#### EXERCISE PROMPT:
Go to the line containing "of the white" in the records below and print it and every following line exactly, on through the line containing "Target: grass seed head", then stop.

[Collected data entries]
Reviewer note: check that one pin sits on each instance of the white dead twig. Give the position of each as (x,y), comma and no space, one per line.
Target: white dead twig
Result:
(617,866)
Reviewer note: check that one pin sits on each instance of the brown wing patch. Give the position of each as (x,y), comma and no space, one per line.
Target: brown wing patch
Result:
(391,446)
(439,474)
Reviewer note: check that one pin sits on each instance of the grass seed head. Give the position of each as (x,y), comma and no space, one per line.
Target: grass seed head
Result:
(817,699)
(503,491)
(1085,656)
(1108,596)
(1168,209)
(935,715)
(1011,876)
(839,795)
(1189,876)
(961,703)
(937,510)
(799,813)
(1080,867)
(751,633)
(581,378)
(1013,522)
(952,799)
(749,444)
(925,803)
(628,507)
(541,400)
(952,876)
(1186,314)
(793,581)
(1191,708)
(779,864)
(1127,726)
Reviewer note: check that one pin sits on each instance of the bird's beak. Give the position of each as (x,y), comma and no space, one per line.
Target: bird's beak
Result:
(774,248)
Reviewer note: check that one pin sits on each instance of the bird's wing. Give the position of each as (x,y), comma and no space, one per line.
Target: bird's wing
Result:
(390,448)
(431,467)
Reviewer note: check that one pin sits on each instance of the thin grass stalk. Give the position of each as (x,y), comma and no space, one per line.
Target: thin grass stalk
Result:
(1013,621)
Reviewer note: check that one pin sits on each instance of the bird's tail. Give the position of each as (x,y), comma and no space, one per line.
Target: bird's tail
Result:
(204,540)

...

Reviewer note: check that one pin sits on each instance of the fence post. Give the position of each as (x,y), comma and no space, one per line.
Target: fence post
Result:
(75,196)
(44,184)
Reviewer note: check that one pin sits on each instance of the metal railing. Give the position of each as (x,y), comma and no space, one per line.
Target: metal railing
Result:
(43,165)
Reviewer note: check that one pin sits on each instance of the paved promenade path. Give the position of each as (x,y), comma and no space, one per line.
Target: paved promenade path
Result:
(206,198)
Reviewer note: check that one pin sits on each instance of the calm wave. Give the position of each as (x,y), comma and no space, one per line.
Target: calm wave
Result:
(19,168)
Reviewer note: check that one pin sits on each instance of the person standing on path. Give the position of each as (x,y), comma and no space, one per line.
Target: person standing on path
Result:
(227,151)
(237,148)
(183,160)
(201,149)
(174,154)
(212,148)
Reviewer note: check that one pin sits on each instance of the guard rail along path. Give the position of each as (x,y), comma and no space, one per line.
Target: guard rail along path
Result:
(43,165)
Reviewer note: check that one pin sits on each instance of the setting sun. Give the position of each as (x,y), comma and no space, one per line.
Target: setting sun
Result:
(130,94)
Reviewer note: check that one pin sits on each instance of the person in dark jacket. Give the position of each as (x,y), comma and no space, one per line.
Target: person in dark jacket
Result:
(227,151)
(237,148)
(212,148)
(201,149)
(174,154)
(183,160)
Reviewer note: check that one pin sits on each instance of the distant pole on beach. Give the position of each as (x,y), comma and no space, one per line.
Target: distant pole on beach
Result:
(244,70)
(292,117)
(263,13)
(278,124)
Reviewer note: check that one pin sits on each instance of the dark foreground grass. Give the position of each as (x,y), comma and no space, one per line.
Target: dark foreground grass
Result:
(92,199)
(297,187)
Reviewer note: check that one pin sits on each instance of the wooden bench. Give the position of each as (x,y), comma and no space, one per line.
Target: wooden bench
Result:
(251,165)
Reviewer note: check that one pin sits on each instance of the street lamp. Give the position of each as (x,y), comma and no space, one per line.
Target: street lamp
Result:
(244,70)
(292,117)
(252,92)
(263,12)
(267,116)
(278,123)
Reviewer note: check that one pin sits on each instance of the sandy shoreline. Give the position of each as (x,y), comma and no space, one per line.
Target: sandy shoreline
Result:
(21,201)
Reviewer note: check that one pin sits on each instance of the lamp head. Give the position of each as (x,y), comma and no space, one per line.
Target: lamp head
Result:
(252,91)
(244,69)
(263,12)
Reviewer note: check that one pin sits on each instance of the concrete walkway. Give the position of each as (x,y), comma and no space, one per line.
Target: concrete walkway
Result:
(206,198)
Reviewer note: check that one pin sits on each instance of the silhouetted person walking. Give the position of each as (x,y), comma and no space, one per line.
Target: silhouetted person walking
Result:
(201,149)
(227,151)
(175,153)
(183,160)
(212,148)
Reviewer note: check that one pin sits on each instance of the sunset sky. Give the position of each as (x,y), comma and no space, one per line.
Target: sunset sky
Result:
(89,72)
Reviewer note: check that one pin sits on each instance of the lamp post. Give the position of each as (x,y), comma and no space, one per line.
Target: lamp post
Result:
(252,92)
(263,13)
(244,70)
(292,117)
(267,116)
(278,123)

#### EXPECTED OUTPUT:
Reviewer note: check that one pin sits on each instance of the white dead twig. Give the position of each as (x,y), comma and no space, one per line.
Target: white dead twig
Result:
(617,866)
Reviewer note: check that one pin sits on each instance of the brown wing patch. Give the position of each as (x,y), comma and no space, one per line.
Target: brown wing patch
Result:
(391,446)
(439,474)
Reviewer note: check that one pin sits on each instance of the grass seed head. Give the position of each as (x,y), comma and no space, one per line.
Target: grass seed head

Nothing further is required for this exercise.